═══ Texto de apoio ═══

Laura Cardoso: ‘Novela é uma grande ilusão, por isso que não vai acabar’
O propósito da entrevista do Estadão com a atriz Laura Cardoso era falar sobre sua personagem na telenovela Mulheres de Areia, de 1993, que voltou ao ar ontem, em edição especial na TV Globo.
No entanto, Dona Laura, como costuma ser chamada por seus colegas de profissão, é muitas personagens. Mais que isso: é a própria história da telenovela brasileira. Aos 95 anos, com inacreditáveis oito décadas de carreira, a atriz tem no currículo mais de 60 folhetins – só na TV.
Ao lado de outros pioneiros, entre os quais vale citar Lima Duarte, Yara Lins, Lolita Rodrigues, Márcia Real, Fernando Baleroni (com quem Laura foi casada) e Vida Alves, todos oriundos do rádio e do teatro, ela ajudou a dar forma ao que se tornou, ao longo do tempo, um dos principais produtos culturais de massa do País – e artigo de exportação.
Por isso, a conversa com Laura passou pelo rádio – veículo ao qual ela se referiu em vários momentos da entrevista – e por sua paixão pela profissão que escolheu ainda adolescente, aos 15 anos.
“Gosto de estar com a minha gente”, avisa, com os olhos brilhantes de uma iniciante, ao se referir aos colegas atores, técnicos, diretores e autores ao lado dos quais passou a maior parte de sua vida, em estúdios de rádio e de TV, nos palcos de teatros e nos sets de cinema.
Longe da televisão desde sua participação na novela A Dona do Pedaço (2019), Laura se divide entre o apartamento em que mora no bairro de Perdizes, pertinho do antigo prédio da TV Tupi, emissora que ela guarda nas memória com imenso carinho, e um sítio em Itu, no interior de São Paulo.
Diz mais: está pronta para uma possível próxima personagem – e continua contratada pela Globo. Enquanto isso, lê, uma de suas ocupações preferidas. “Ator tem que se saber ler! E tem muitos que não sabem!”, reclama.

═══

**Exercício 1:**
Reproduza fielmente as linhas que vêm depois do texto sobre Laura Cardoso, começando pela primeira delas e terminando na que contém "[1043, 518]", ambas incluídas.
O texto acima e as linhas que vêm depois são materiais independentes entre si.

═══ Excertos dos registros ═══

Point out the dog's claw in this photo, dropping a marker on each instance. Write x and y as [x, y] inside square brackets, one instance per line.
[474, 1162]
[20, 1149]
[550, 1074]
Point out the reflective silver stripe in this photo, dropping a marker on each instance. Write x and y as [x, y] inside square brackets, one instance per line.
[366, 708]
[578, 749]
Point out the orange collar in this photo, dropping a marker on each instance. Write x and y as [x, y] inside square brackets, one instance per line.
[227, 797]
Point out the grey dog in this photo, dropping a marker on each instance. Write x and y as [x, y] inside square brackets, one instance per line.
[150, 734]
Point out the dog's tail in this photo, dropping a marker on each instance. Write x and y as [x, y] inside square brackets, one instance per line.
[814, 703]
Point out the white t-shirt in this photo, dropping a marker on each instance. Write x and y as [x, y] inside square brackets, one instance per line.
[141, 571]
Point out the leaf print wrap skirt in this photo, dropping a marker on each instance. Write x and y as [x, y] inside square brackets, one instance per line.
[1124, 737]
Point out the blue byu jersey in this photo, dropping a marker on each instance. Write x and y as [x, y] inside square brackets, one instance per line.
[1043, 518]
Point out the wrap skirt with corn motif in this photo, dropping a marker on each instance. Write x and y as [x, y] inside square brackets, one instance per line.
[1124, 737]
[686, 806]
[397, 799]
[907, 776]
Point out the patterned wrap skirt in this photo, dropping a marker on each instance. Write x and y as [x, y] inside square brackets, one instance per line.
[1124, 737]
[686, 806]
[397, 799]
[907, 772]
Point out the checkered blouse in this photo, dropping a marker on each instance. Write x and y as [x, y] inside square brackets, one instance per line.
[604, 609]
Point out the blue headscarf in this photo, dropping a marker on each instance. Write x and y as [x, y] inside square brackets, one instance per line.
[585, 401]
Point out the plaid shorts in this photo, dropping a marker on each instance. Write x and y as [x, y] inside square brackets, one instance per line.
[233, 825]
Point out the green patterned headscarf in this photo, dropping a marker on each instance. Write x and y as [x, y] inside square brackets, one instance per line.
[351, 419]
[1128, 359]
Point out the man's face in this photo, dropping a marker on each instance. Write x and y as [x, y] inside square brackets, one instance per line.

═══

**Exercício 2:**
Reescreva o trecho do texto sobre Laura Cardoso, começando em "Por isso, a" e terminando em "aos 15 anos.", trocando "adolescente" por "jovem".

**Solução comentada 1:**
Point out the dog's claw in this photo, dropping a marker on each instance. Write x and y as [x, y] inside square brackets, one instance per line.
[474, 1162]
[20, 1149]
[550, 1074]
Point out the reflective silver stripe in this photo, dropping a marker on each instance. Write x and y as [x, y] inside square brackets, one instance per line.
[366, 708]
[578, 749]
Point out the orange collar in this photo, dropping a marker on each instance. Write x and y as [x, y] inside square brackets, one instance per line.
[227, 797]
Point out the grey dog in this photo, dropping a marker on each instance. Write x and y as [x, y] inside square brackets, one instance per line.
[150, 734]
Point out the dog's tail in this photo, dropping a marker on each instance. Write x and y as [x, y] inside square brackets, one instance per line.
[814, 703]
Point out the white t-shirt in this photo, dropping a marker on each instance. Write x and y as [x, y] inside square brackets, one instance per line.
[141, 571]
Point out the leaf print wrap skirt in this photo, dropping a marker on each instance. Write x and y as [x, y] inside square brackets, one instance per line.
[1124, 737]
Point out the blue byu jersey in this photo, dropping a marker on each instance. Write x and y as [x, y] inside square brackets, one instance per line.
[1043, 518]

**Solução comentada 2:**
Por isso, a conversa com Laura passou pelo rádio – veículo ao qual ela se referiu em vários momentos da entrevista – e por sua paixão pela profissão que escolheu ainda jovem, aos 15 anos.